[Exercise set]
#1 According to the article on robot training, in what year did Boston Dynamics introduce its humanoid Atlas?
#2 Copy the article on robot training starting with "Imitation learning is" and going on through "most companies overlook.", and substitute "blue-coloured" for "white-coloured".

“Robots need to be able to deal with uncertainty if they’re going to be useful to us in the future. They need to be able to deal with unexpected situations and that’s sort of the goal of a general purpose or multi-purpose robot, and that’s just hard,” said Robert Playter, CEO of Boston Dynamics, in an interview with Lex Fridman last year.
Playter couldn’t have been more real in describing the difficulty in robotics. Boston Dynamics, which began developing general purpose robots in the early 2000s, introduced its humanoid Atlas only in 2013. Apart from struggling for investments in robotics, training robots is always a challenge.
Simulation for Robots
Simulated training is the most commonly adopted technique to equip general purpose robots for the real world. This is where virtual environments are created to develop, test and refine algorithms for robots to mimic real-world conditions.
“Simulation works very well for certain aspects. They work well in simulation for tasks like walking and doing backflips, where you need to balance your robot. And that is the only way,” said Mankaran Singh, founder of Flow Drive, which makes autonomous vehicle capabilities.
However, for tasks that can be learned through imitation such as folding shirts, it does not require a simulated environment.
Simulation is Not the Only Way
CynLr Robotics, a Bengaluru-based deep-tech company that is building robotic arms, believes simulation is not the only way to train its robots. “There are so many layers of perception and fundamental intuition using perception that are still missing. These are capabilities that we should focus on to be able to make them more autonomous,” said Gokul NA, founder of CynLr.
Meanwhile, NVIDIA’s Isaac Sim that is powered by Omniverse, is a robotic simulation platform that provides a virtual environment for AI-based robots to design, test, and train.
“We do leverage those [Omniverse] technologies as a tool, but you can’t say a tool is the solution,” said Gokul. The limitations come into the picture when you bring these robots into the real world.
“When you bring from a simulated assumption to reality, it doesn’t work. It doesn’t work at all, because it has never learned that. It has learned something else independently. Your mistakes are what it has learned, what you have left out,” he said.
He attributes this gap to machines lacking the cognitive layers that aid in understanding objects and environments that can lead to discrepancies between what is seen and what is understood.
Imitation learning is another common method for training robots where a user can demonstrate a task. However, it also comes with its limitations. For instance, if a user tries to train a robot to pick a white-coloured mug, the robot will fail to pick mugs of other colours.
Arm and Humanoid Robots
Similarly the form factor of general purpose robots also has a huge role to play in training them. For instance, robotics arm manufacturing requires a lot of manipulation, something that most companies overlook.
Gokul believes that today’s robotics developments, especially robotic arms, are more of ‘record and playback machines’ with sophisticated manipulation, however, they lack in perception. “Most cases where you want to commercially deploy these robots, you don’t need legs. Wheels are more than enough, but you need more capability with the hands,” said Gokul, hinting at the current humanoids that are being developed.

[Listed entries]

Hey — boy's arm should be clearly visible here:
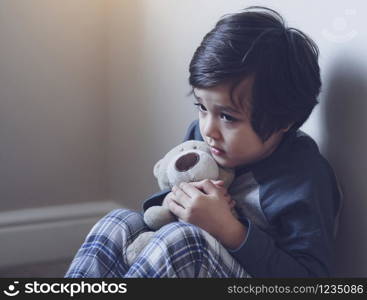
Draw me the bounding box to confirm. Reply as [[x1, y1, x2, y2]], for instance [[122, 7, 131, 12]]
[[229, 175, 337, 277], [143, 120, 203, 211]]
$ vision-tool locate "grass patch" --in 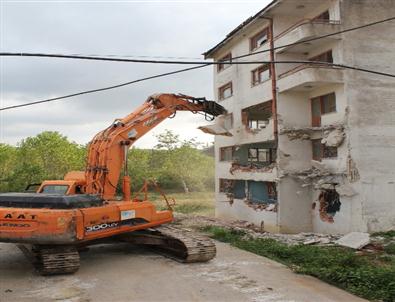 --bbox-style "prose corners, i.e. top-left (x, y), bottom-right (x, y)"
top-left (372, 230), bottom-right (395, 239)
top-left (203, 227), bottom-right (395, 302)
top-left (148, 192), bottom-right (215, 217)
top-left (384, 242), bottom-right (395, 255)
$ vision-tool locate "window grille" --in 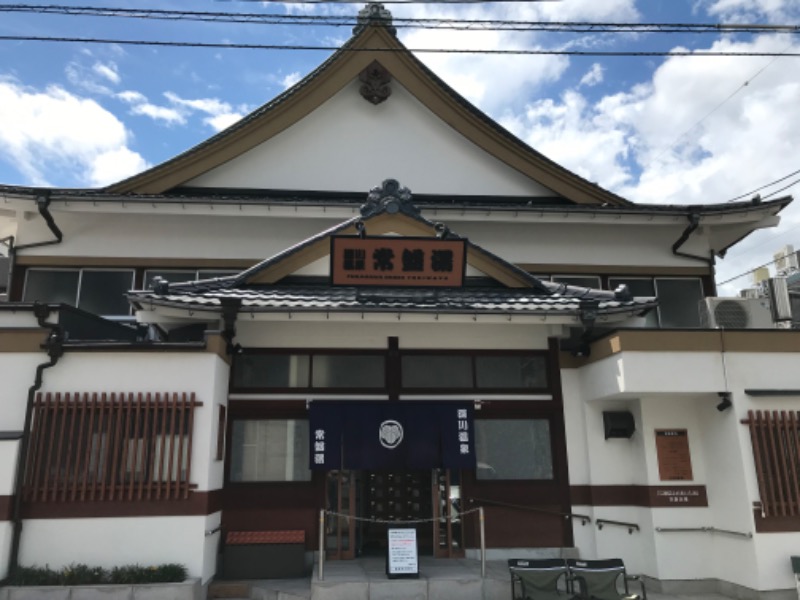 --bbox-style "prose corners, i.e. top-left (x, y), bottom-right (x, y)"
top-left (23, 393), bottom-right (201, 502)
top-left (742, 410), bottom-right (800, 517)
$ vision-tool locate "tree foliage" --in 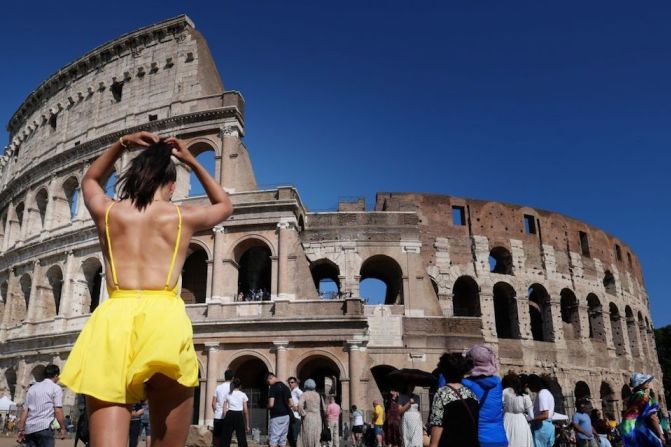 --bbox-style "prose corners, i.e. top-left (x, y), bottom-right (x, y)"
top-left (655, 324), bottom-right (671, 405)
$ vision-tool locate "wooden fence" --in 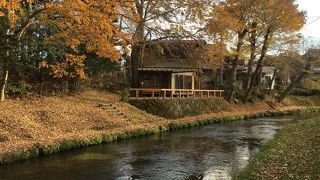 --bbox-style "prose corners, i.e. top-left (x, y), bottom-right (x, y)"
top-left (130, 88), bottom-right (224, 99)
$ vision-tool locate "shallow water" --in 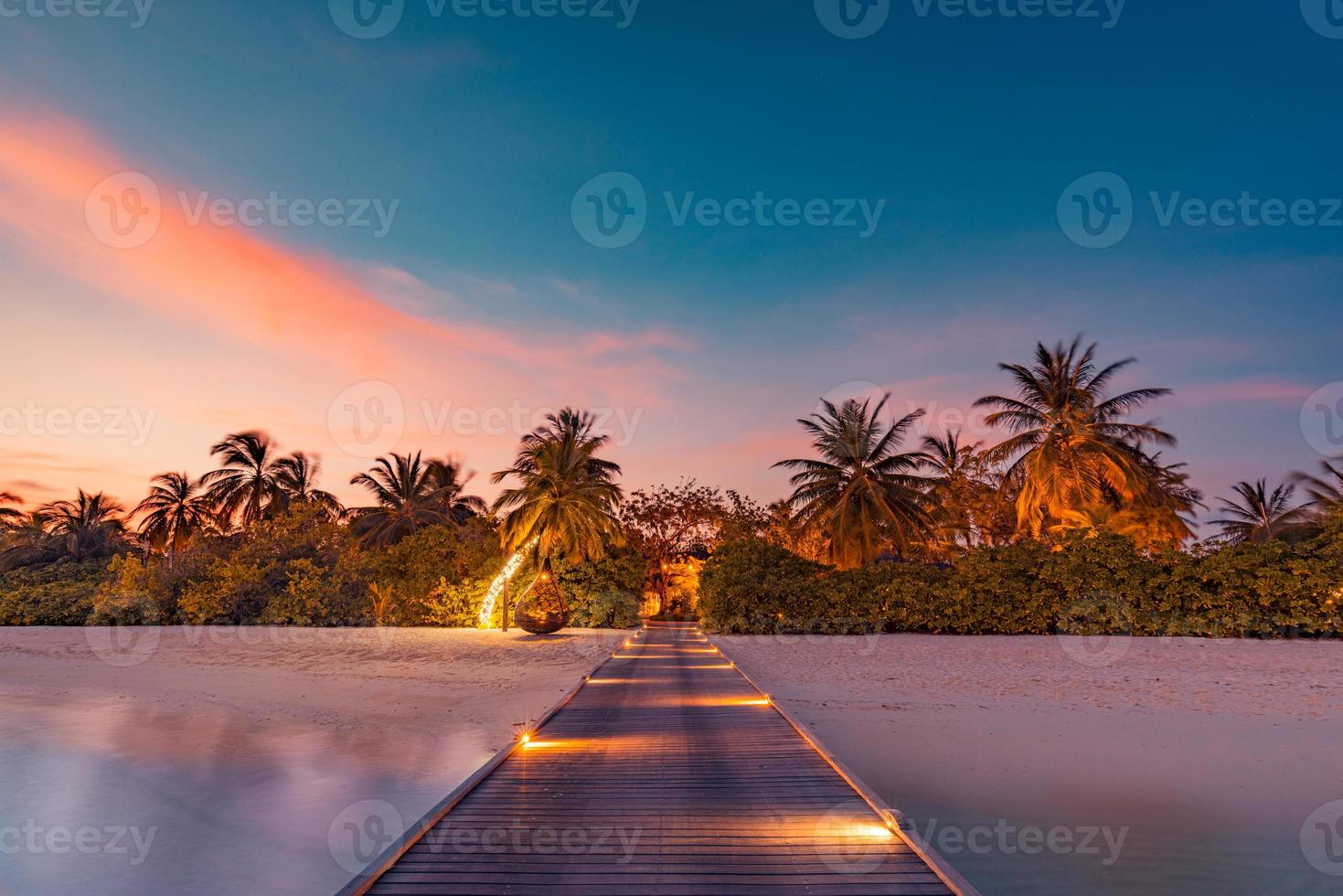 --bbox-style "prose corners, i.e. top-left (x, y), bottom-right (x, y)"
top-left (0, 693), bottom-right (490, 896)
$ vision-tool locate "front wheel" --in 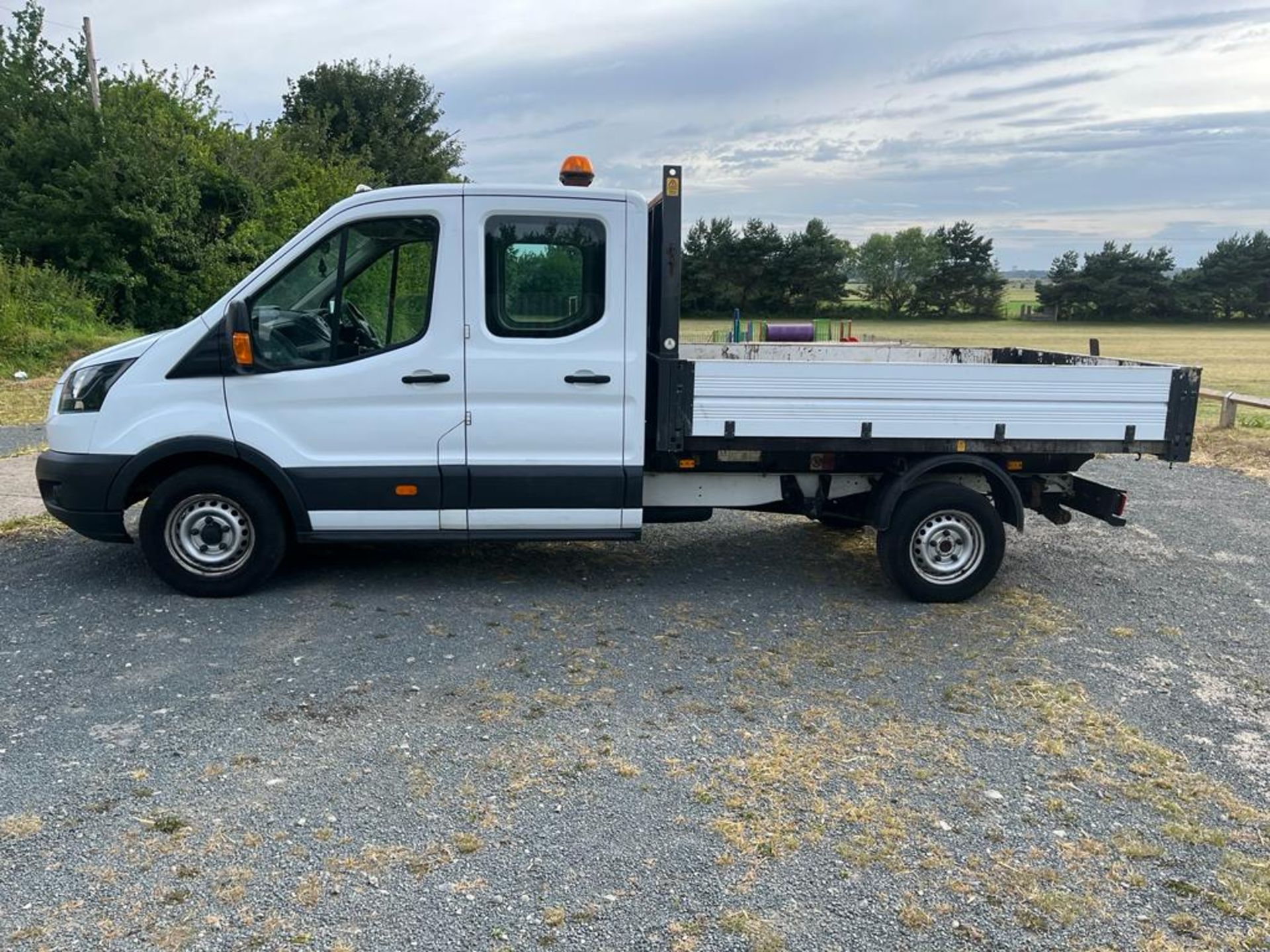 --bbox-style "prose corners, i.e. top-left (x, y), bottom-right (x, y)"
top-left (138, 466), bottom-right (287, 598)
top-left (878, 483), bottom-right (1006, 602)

[Answers in order]
#1 2013

#2
Imitation learning is another common method for training robots where a user can demonstrate a task. However, it also comes with its limitations. For instance, if a user tries to train a robot to pick a blue-coloured mug, the robot will fail to pick mugs of other colours.
Arm and Humanoid Robots
Similarly the form factor of general purpose robots also has a huge role to play in training them. For instance, robotics arm manufacturing requires a lot of manipulation, something that most companies overlook.